### Reading text
■ ■ ■
The annual program, which awarded its first round of seven grants in March 2023, prioritizes projects that focus on climate adaptation and mitigation, and those involving marine mammals, coral reefs, marine protected areas, and deep ocean environments in what’s known as the twilight zone. Awardees will explore how natural processes and marine life – spanning tiny drifting organisms known as plankton to vast coral colonies and migrating whales – help regulate the climate and could play a role in mitigation strategies. 

Priority regions include Antarctica and the tropical Pacific. Converging currents and seasonal ice surrounding the frozen continent play a central yet understudied role in regulating Earth’s climate. Meanwhile, island nations in the tropical Pacific must adapt to sea level rise and other climate-driven events that damage coral reefs, threatening food security and livelihoods.

“We’re witnessing an era of unprecedented environmental change. These grants allow us to accelerate research in priority areas that could buy us time to avoid catastrophic tipping points,” said Micheli. “It's all hands on deck until we identify and scale collaborative solutions.”
■ ■ ■
### What you need to do
- 1) According to the ocean grants text, when did the program award its first round of grants, and how many grants were in that round?
- 2) The first sentence of the ocean grants text lists the areas the program prioritizes. Name each one.
- 3) Extend the ocean grants text past its final quotation.

### Supplied material
■ ■ ■
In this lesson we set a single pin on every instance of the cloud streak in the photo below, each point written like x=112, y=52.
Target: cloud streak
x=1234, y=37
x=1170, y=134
■ ■ ■
### Final results
- 1) The program awarded its first round of seven grants in March 2023.

- 2) Climate adaptation and mitigation; marine mammals; coral reefs; marine protected areas; deep ocean environments in the twilight zone.

- 3)
Supported and administered by the Stanford Woods Institute for the Environment’s Environmental Venture Projects program, the new program encourages diverse project teams that span disciplines, education levels, genders, and geographies. This approach reflects the Ocean Department’s commitment to encouraging partnerships across and beyond the university, and bridging traditional disciplines like marine science with engineering, business, and the humanities to generate new knowledge and advance sustainability solutions.

Learn more about the inaugural recipients of the Big Ideas for Oceans grants below.

Simulating plankton migrations on a tabletop

Every day, tiny drifting plants and animals known as plankton ascend with starlight and sink as the sun rises, sometimes traversing up to several miles in their vertical migration, in the largest daily movement of biomass in the world. Given the vast depth and timescale, plankton distribution is difficult to study, though scientists estimate that plankton convert nearly half of all atmospheric carbon into more stable forms and store it for long durations. A team led by Manu Prakash, associate professor of bioengineering and a senior fellow at the Stanford Woods Institute for the Environment, seeks to further develop a “rotating microscope” they’ve designed to characterize the behavior of individual plankton. For the first time, a single cell or organism traveling long distances along a vertical axis can be imaged and tracked, linking cellular physiology to ecosystem scales. In this next phase, the Prakash Lab will develop methods for manipulating climate variables such as light, temperature, salinity, pressure, and nutrients. By enabling a “virtual reality” in this tracking microscope, the team can build long-term data sets of plankton migration and map future behavior based on predicted ocean conditions.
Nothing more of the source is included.